+++ EXTRAIT DU DOCUMENT +++

Flambée des prix des billets d'avion vers l'Outre-mer: les compagnies tentent de se justifier

Face à des coûts spécifiquement en hausse vers ces destinations, les opérateurs demandent au gouvernement de revoir les dispositifs de continuité territoriale.

+31,6%. C'est l'augmentation en avril, sur un an, des prix des billets d'avion à destination des Outre-mer depuis la Métropole. Si on compare à avril 2019, l'inflation atteint 30,3% avec certaines disparités, les plus fortes hausses étant observées sur la Guyane et les Antilles.

Même tendance au départ de l'Outre-mer: l’augmentation des prix des billets atteint 28,3% par rapport à avril 2019. La Martinique et la Guadeloupe affichent les hausses les plus fortes (respectivement +45% et +44,3%), tandis que la Guyane et La Réunion présentent des augmentations plus faibles, respectivement +29,2% et 16,8%.

+++ LIGNES DE DONNÉES +++

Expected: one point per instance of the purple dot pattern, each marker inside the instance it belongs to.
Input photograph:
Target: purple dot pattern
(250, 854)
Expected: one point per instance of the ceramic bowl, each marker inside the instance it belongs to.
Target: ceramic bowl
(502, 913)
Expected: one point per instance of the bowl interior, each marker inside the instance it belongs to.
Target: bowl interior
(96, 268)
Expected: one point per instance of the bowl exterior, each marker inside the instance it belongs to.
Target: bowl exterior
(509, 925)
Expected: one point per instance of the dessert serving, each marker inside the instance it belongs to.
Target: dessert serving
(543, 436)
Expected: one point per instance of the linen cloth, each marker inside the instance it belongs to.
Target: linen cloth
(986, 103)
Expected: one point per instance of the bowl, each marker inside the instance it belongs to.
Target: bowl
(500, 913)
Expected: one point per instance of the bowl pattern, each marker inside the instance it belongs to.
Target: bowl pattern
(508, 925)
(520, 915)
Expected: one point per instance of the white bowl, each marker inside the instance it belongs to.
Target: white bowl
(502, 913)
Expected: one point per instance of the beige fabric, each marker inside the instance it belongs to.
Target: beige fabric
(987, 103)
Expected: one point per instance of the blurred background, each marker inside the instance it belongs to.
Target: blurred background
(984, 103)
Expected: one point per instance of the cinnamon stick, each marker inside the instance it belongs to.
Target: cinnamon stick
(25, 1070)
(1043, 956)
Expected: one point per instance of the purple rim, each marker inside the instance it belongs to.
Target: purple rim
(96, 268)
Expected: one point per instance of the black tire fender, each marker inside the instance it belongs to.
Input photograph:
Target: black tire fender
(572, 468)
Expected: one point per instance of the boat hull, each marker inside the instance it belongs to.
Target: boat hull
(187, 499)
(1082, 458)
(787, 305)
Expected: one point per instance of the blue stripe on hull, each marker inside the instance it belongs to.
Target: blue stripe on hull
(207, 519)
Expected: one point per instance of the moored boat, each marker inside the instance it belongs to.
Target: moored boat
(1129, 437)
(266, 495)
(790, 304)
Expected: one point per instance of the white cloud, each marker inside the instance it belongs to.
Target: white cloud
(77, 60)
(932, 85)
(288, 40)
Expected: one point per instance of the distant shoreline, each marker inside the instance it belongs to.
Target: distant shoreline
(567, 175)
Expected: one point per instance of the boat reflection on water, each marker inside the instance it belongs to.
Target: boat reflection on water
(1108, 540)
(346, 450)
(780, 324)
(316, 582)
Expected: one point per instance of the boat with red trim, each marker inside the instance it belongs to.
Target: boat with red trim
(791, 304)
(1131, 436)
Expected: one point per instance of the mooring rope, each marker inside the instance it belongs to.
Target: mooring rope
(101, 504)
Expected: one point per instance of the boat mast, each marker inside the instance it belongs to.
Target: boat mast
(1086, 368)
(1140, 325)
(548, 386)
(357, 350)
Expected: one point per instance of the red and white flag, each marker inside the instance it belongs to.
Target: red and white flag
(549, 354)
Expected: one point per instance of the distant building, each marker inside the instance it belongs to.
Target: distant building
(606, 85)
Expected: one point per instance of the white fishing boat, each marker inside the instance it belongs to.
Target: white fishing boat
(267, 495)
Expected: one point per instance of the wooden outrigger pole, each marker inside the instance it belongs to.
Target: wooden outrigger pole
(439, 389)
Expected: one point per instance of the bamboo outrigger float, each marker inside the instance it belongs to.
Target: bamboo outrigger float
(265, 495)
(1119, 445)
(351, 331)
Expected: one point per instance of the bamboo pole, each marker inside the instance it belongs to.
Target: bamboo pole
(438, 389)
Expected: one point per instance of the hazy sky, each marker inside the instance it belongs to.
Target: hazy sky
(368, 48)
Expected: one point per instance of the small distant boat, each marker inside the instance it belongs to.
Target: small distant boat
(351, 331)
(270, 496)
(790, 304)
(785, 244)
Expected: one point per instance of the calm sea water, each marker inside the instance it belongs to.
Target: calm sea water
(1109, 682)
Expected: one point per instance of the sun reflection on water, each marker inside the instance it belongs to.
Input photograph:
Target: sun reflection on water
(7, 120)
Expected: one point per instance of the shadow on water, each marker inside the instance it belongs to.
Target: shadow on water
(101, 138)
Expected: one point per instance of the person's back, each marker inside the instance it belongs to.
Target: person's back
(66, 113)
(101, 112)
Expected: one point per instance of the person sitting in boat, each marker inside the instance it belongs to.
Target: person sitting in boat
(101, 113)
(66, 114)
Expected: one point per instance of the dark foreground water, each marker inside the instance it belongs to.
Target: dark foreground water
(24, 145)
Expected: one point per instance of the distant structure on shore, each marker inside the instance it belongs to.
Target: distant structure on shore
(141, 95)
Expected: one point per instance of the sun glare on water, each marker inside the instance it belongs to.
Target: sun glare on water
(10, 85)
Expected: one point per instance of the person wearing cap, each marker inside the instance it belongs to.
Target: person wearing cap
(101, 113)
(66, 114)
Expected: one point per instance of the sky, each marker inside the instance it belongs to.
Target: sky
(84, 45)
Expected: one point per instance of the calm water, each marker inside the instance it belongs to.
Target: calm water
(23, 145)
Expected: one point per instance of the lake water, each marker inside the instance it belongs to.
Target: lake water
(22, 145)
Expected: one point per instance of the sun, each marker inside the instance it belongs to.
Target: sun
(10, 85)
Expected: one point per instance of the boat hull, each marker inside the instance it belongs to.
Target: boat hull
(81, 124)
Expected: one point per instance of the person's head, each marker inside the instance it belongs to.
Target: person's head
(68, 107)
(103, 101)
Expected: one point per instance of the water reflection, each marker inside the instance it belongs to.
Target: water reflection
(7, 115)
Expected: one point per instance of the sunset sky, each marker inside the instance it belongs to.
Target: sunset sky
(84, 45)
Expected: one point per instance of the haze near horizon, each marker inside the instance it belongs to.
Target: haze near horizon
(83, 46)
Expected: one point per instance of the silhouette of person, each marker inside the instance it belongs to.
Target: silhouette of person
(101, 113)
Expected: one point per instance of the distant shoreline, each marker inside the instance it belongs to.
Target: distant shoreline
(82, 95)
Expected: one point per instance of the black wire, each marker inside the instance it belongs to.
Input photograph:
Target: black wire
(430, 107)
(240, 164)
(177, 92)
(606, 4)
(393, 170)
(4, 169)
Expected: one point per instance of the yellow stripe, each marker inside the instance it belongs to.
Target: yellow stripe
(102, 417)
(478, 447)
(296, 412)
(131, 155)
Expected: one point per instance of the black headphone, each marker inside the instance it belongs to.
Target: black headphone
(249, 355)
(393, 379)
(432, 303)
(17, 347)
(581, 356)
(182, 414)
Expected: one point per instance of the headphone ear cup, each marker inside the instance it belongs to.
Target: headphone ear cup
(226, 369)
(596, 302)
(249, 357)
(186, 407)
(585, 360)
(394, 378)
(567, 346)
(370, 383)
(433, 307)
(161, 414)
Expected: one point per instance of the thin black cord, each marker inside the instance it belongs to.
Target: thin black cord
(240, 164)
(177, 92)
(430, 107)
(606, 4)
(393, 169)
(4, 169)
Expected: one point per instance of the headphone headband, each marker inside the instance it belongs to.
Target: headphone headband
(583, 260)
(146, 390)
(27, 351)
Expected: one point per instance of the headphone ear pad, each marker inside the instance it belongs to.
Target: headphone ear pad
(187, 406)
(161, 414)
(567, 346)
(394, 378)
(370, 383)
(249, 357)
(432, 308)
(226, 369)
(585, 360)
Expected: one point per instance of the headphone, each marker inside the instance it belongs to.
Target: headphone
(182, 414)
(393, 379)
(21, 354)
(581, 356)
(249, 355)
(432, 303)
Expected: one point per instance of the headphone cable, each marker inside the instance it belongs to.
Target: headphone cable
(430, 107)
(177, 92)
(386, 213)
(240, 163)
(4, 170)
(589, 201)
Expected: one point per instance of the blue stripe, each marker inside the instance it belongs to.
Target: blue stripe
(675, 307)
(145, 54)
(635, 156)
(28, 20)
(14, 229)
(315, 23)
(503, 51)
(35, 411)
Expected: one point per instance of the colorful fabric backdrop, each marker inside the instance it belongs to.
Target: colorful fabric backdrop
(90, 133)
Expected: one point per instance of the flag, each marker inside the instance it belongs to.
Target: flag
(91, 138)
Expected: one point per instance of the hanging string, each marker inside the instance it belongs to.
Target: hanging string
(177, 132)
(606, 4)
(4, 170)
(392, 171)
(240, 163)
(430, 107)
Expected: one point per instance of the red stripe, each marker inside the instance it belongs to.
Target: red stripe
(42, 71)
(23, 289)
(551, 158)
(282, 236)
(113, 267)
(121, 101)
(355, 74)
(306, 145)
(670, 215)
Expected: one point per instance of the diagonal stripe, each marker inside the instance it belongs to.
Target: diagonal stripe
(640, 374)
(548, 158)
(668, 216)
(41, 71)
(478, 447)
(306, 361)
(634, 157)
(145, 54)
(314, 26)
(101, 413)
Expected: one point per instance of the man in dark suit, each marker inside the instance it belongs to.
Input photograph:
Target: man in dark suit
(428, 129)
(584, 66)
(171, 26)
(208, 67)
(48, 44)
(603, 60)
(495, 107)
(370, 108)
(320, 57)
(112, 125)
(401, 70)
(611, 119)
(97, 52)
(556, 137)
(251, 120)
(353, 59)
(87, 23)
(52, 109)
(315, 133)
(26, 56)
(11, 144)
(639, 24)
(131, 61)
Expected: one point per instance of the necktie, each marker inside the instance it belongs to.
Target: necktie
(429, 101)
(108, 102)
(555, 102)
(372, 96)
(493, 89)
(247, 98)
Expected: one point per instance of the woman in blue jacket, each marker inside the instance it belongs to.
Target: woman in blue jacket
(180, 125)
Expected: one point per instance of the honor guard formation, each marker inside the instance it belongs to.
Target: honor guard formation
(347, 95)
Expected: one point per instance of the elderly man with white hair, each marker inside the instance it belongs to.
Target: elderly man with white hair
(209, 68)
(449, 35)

+++

**TRAVAIL DEMANDÉ**
- A) D'après l'extrait sur les billets d'avion vers l'Outre-mer, quelle hausse des prix au départ de la Martinique est relevée par rapport à avril 2019 ?
- B) Recopiez fidèlement le passage de l'extrait sur les billets d'avion vers l'Outre-mer qui débute aux mots « Flambée des prix » et s'arrête après « de continuité territoriale. ».
- C) Poursuivez l'extrait sur les billets d'avion vers l'Outre-mer, en reprenant juste après sa dernière phrase.

**RÉPONSES ATTENDUES**
- A) Une hausse de 45 %.

- B)
Flambée des prix des billets d'avion vers l'Outre-mer: les compagnies tentent de se justifier

Face à des coûts spécifiquement en hausse vers ces destinations, les opérateurs demandent au gouvernement de revoir les dispositifs de continuité territoriale.

- C)
Une situation sans précédent qui inquiète les professionnels du tourisme mais aussi les responsables politiques de ces collectivités au nom de la continuité territoriale. Au point qu'une commission d'enquête parlementaire soit lancée afin de comprendre pourquoi ces tarifs flambent autant. Car l'inflation est supérieure à la moyenne de tous les vols (+20,1% sur un an, +19,8% pour les vols internationaux).

Des billets en hausse de 45% depuis La Martinique

Interrogées, les compagnies aériennes françaises desservant ces destinations ont tenté de se justifier. Dans un communiqué, la Fnam, l’organisation professionnelle du secteur aérien représentant plus de 95% du transport aérien français, met d'abord en avant une augmentation spécifique des coûts.

"Les compagnies ont rappelé l’existence d’un décalage persistant des prix du kérosène dans les Départements français d’Amérique et à la Réunion avec ceux pratiqués en Métropole. Les comparatifs laissent en effet apparaître un prix supérieur de l’ordre de 25% dans les Départements français d’Amérique et de 10% à la Réunion. Pour mémoire, le seul prix du kérosène représente de l’ordre d’un tiers des coûts des compagnies aériennes", peut-on lire.

"Le prix supérieur à La Réunion est notamment la conséquence d’une hausse récente et significative du prix du fret maritime facturé au Comité des Importateurs d’Hydrocarbure", précise la Fnam.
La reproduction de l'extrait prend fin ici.